[SELECTED EXCERPT — start]
Some environmental activists in Oklahoma used a Hunger Games banner as part of a protest against Devon, an energy company. For their trouble, reports say they were locked up and are now facing terrorism charges.
Having gained access to a building bearing Devon’s name, the protestors erected two huge banners, one of them bearing the Mockingjay from Hunger Games. As Motherboard notes, there was also some glitter on this poster, which meant when it was unfurled, the glitter spilled down from a second-floor balcony.
While the mess was being cleaned up, and most of the protesters (two remained chained to the building’s front door) were leaving peacefully, the FBI turned up. With a Hazmat van. They examined the glitter — which they described as a “black substance” — and arrested everyone.
Attorney Douglas Parr told website Dissenter that suddenly “Police on the scene were communicating with someone off site attempting to find some statute in the Oklahoma anti-terrorism statutes”, and were “trying to figure out if one of those statutes could be applied to the banner droppers.”
They sure could. Especially since Parr says the term “biochemical assault” was now being mentioned. While the activists chained to the door were charged with trespassing, the two who had unfurled the Hunger Games banner were booked with “terrorism hoax”, a state felony. It’s still being decided if they can be charged; if they are, it carries a maximum 10-year prison sentence.
For real. Because of glitter. On a Hunger Games poster.
America.
For First Time, Anti-Terrorism Law Used to Have Americans Protesting Keystone XL Pipeline Arrested [Dissenter]
A Hunger Games Banner Can Get You Locked Up for Terrorism [Motherboard]
Comments
9 responses to “Report: Hunger Games Banner Has Protesters Facing Terrorism Charges”
Has the whole world gone insane.
It sure has.
No, only America.
Now, I think glitter is evil as much as the next person but come on, I think the most that glitter could do other than make things, glittery is attract children!
The glitterati strikes again!
…is glitter even in any way biological at all?
[SELECTED EXCERPT — finish]
→ **PROBLEM STATEMENT**
Continue the article on the Hunger Games banner protest in Oklahoma and its reader comments, starting right after the last comment shown.
[DATA FOR ANALYSIS — start]
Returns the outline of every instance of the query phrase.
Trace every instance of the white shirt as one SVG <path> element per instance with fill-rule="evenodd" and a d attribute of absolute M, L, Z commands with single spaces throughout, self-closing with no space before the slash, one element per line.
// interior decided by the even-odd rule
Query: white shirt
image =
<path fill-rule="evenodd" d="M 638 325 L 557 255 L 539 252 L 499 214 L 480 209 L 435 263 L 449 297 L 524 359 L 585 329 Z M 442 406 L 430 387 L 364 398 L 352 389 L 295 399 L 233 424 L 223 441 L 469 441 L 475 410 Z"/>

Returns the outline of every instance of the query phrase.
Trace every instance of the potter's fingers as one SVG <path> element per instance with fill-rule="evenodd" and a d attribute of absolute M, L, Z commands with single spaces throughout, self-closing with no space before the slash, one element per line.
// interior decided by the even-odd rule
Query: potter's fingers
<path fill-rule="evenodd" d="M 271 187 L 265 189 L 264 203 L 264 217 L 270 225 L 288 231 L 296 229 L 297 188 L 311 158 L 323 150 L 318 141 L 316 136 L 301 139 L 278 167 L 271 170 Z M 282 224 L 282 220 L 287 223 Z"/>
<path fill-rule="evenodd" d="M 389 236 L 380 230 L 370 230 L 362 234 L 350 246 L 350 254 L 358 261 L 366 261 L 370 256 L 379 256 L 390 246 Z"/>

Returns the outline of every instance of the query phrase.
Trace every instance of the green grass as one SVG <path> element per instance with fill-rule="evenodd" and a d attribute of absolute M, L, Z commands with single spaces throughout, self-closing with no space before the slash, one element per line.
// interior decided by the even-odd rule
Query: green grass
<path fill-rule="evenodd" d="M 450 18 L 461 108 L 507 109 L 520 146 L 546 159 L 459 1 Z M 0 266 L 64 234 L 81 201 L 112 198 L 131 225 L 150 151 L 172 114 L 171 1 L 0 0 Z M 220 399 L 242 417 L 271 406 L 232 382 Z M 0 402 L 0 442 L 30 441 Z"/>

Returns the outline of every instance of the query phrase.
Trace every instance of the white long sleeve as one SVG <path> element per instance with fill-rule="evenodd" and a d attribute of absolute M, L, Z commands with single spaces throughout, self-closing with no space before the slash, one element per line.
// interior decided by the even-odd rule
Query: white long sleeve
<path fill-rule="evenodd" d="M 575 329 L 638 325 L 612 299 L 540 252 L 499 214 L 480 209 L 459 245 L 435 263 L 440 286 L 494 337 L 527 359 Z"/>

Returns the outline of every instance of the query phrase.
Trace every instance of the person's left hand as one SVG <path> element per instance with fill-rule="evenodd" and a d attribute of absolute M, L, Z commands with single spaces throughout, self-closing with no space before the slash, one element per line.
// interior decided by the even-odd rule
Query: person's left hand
[DATA FOR ANALYSIS — finish]
→ **RESULT**
Not biological, but possibly organic. Something doesn’t have to be biological for Hazardous Materials officials to clean it up, it just needs to be… a chemically hazardous… material.
“Glitter never comes off: Glitter is the herpes of craft supplies” – Demetri Martin
You didn’t hear it from me, but a few years ago a department of government in Australia sent out invitations to their big Hawaiian-themed christmas party to the other departments they deal with (government branches, libraries, etc). Someone thought it would be a good idea to make the invitation Hawaiian-themed too. And what’s more Hawaiian than the beach? So they filled the envelopes with sand.
This was a few months after the whole “anthrax in the mail” thing happened in America.
And yep, what you’re guessing happened, happened. Public decontamination of old lady librarians and all.
(As far as I’m aware the only outcome was a very embarrassing public apology by the head of the department, though)
The problem – as it’s been for years – is that for police in ‘murica there’s no downside to massively overreacting and screaming “terrorism” whenever your eye catches something shiny.
Of course, these protestors could have mildly inconvenienced a corporation in ‘murica, so they’re toast – but for cases where a corporation or a VIP (Very Rich Person) isn’t affected things aren’t going to change until people start saying, for example, “hey, how about we *don’t* shut down Boston because a cop found a Mooninite outlined in LEDs.”